- _Work instructions_
Give the entries below as a Markdown table with the columns "Row" and "Text", one numbered row for each line, skipping blank lines. Leave the pictures out of the table.

- _Material_

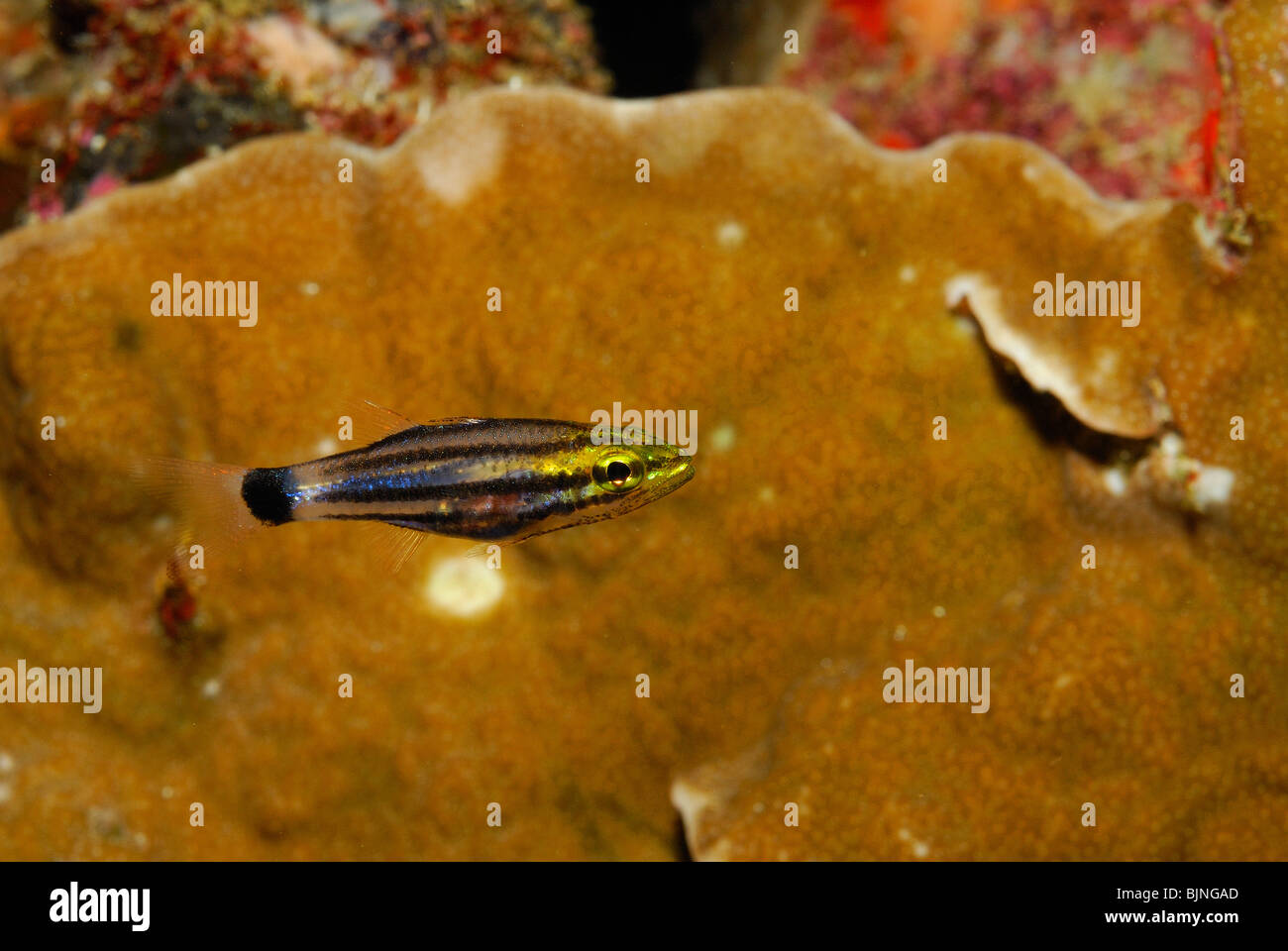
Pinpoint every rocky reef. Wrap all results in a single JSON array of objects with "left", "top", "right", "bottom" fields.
[{"left": 0, "top": 3, "right": 1288, "bottom": 860}]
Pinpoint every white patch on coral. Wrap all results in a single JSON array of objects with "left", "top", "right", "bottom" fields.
[
  {"left": 246, "top": 16, "right": 345, "bottom": 87},
  {"left": 1190, "top": 463, "right": 1234, "bottom": 511},
  {"left": 425, "top": 558, "right": 505, "bottom": 617},
  {"left": 416, "top": 112, "right": 505, "bottom": 206},
  {"left": 944, "top": 273, "right": 1134, "bottom": 436},
  {"left": 716, "top": 220, "right": 747, "bottom": 252},
  {"left": 1105, "top": 466, "right": 1127, "bottom": 496},
  {"left": 671, "top": 780, "right": 729, "bottom": 862}
]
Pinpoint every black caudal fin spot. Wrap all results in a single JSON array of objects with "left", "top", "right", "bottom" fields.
[{"left": 242, "top": 469, "right": 291, "bottom": 524}]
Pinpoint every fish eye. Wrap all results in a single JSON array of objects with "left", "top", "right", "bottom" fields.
[{"left": 593, "top": 453, "right": 644, "bottom": 493}]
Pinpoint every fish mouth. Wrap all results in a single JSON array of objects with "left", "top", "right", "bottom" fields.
[{"left": 657, "top": 454, "right": 698, "bottom": 492}]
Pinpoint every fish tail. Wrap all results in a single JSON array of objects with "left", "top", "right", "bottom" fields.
[{"left": 130, "top": 456, "right": 268, "bottom": 562}]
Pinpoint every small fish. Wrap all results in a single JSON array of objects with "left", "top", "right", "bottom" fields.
[{"left": 141, "top": 403, "right": 695, "bottom": 570}]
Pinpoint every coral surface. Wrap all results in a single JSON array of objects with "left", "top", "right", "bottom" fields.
[{"left": 0, "top": 4, "right": 1288, "bottom": 858}]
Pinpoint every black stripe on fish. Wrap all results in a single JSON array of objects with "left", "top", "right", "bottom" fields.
[
  {"left": 242, "top": 468, "right": 293, "bottom": 524},
  {"left": 313, "top": 469, "right": 589, "bottom": 505}
]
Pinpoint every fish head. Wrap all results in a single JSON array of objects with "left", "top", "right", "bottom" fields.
[{"left": 585, "top": 433, "right": 696, "bottom": 515}]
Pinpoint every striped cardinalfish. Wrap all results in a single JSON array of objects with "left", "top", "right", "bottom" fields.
[{"left": 138, "top": 403, "right": 695, "bottom": 571}]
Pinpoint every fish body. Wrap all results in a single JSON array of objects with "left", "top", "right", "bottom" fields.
[
  {"left": 241, "top": 419, "right": 693, "bottom": 541},
  {"left": 136, "top": 403, "right": 695, "bottom": 570}
]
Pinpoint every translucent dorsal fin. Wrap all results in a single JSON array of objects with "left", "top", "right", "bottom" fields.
[{"left": 344, "top": 398, "right": 416, "bottom": 446}]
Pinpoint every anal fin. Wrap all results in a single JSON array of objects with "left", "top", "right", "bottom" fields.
[{"left": 358, "top": 522, "right": 425, "bottom": 575}]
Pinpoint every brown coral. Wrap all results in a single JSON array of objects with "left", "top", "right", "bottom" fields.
[{"left": 0, "top": 5, "right": 1288, "bottom": 858}]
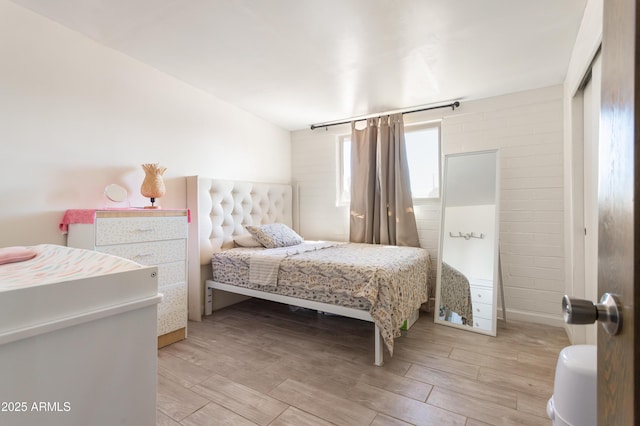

- _Worked solution_
| Row | Text |
|---|---|
| 1 | Pinpoint every rocky reef. Wrap all results in a single JSON array of objects with "left", "top", "right", "bottom" fields. |
| 2 | [{"left": 0, "top": 3, "right": 1288, "bottom": 860}] |
| 3 | Pinpoint every white patch on coral. Wrap all results in a single JSON array of objects with "left", "top", "right", "bottom" fields. |
| 4 | [ |
| 5 |   {"left": 246, "top": 16, "right": 345, "bottom": 87}, |
| 6 |   {"left": 1190, "top": 463, "right": 1234, "bottom": 511}, |
| 7 |   {"left": 425, "top": 558, "right": 505, "bottom": 617}, |
| 8 |   {"left": 416, "top": 112, "right": 505, "bottom": 206}, |
| 9 |   {"left": 944, "top": 273, "right": 1134, "bottom": 436}, |
| 10 |   {"left": 716, "top": 220, "right": 747, "bottom": 252}, |
| 11 |   {"left": 1105, "top": 466, "right": 1127, "bottom": 496}, |
| 12 |   {"left": 671, "top": 780, "right": 729, "bottom": 862} |
| 13 | ] |
| 14 | Pinpoint every black caudal fin spot. Wrap all results in a single JSON array of objects with "left", "top", "right", "bottom" fields. |
| 15 | [{"left": 242, "top": 469, "right": 291, "bottom": 524}] |
| 16 | Pinpoint every fish eye. Wrap all results in a single JSON array of objects with "left", "top", "right", "bottom" fields. |
| 17 | [{"left": 593, "top": 453, "right": 644, "bottom": 493}] |
| 18 | Pinpoint every fish mouth. Wrap all results in a single JSON array of objects with "left", "top", "right", "bottom" fields. |
| 19 | [{"left": 657, "top": 454, "right": 698, "bottom": 492}] |
| 20 | Pinpoint every fish tail. Wrap all results in a single JSON array of objects with "left", "top", "right", "bottom" fields. |
| 21 | [{"left": 130, "top": 456, "right": 268, "bottom": 562}] |
| 22 | Pinpoint every small fish. Wrap all results in a single JSON array of objects with "left", "top", "right", "bottom" fields. |
| 23 | [{"left": 141, "top": 403, "right": 695, "bottom": 570}] |
| 24 | Pinpoint every coral surface. Wrap all results in a single JSON array of objects with "left", "top", "right", "bottom" fields. |
| 25 | [{"left": 0, "top": 4, "right": 1288, "bottom": 858}] |
| 26 | Pinpoint every black stripe on fish. Wrap all results in a single JSON array of objects with "left", "top", "right", "bottom" fields. |
| 27 | [ |
| 28 |   {"left": 242, "top": 468, "right": 293, "bottom": 524}, |
| 29 |   {"left": 313, "top": 469, "right": 589, "bottom": 505} |
| 30 | ] |
| 31 | Pinpoint every fish head. Wrap all results in a single JSON array of objects with "left", "top", "right", "bottom" fields. |
| 32 | [{"left": 585, "top": 433, "right": 696, "bottom": 515}] |
| 33 | Pinpoint every striped cardinalfish. Wrap all results in a single JSON array of objects with "left", "top", "right", "bottom" fields. |
| 34 | [{"left": 138, "top": 403, "right": 695, "bottom": 571}] |
| 35 | Pinpoint every fish body. Wrap all results in a single JSON array of objects with "left", "top", "right", "bottom" fields. |
| 36 | [ |
| 37 |   {"left": 241, "top": 419, "right": 693, "bottom": 541}, |
| 38 |   {"left": 136, "top": 403, "right": 695, "bottom": 570} |
| 39 | ] |
| 40 | Pinpoint every translucent dorsal fin. Wrap all results in a single JSON array of objects with "left", "top", "right", "bottom" fields. |
| 41 | [{"left": 344, "top": 398, "right": 416, "bottom": 446}] |
| 42 | Pinpoint every anal fin. Wrap all results in a single JSON array of objects with "left", "top", "right", "bottom" fields. |
| 43 | [{"left": 358, "top": 522, "right": 425, "bottom": 575}] |
| 44 | Pinpoint every brown coral. Wrap all results in a single JSON array of objects with "left", "top", "right", "bottom" fields. |
| 45 | [{"left": 0, "top": 5, "right": 1288, "bottom": 858}] |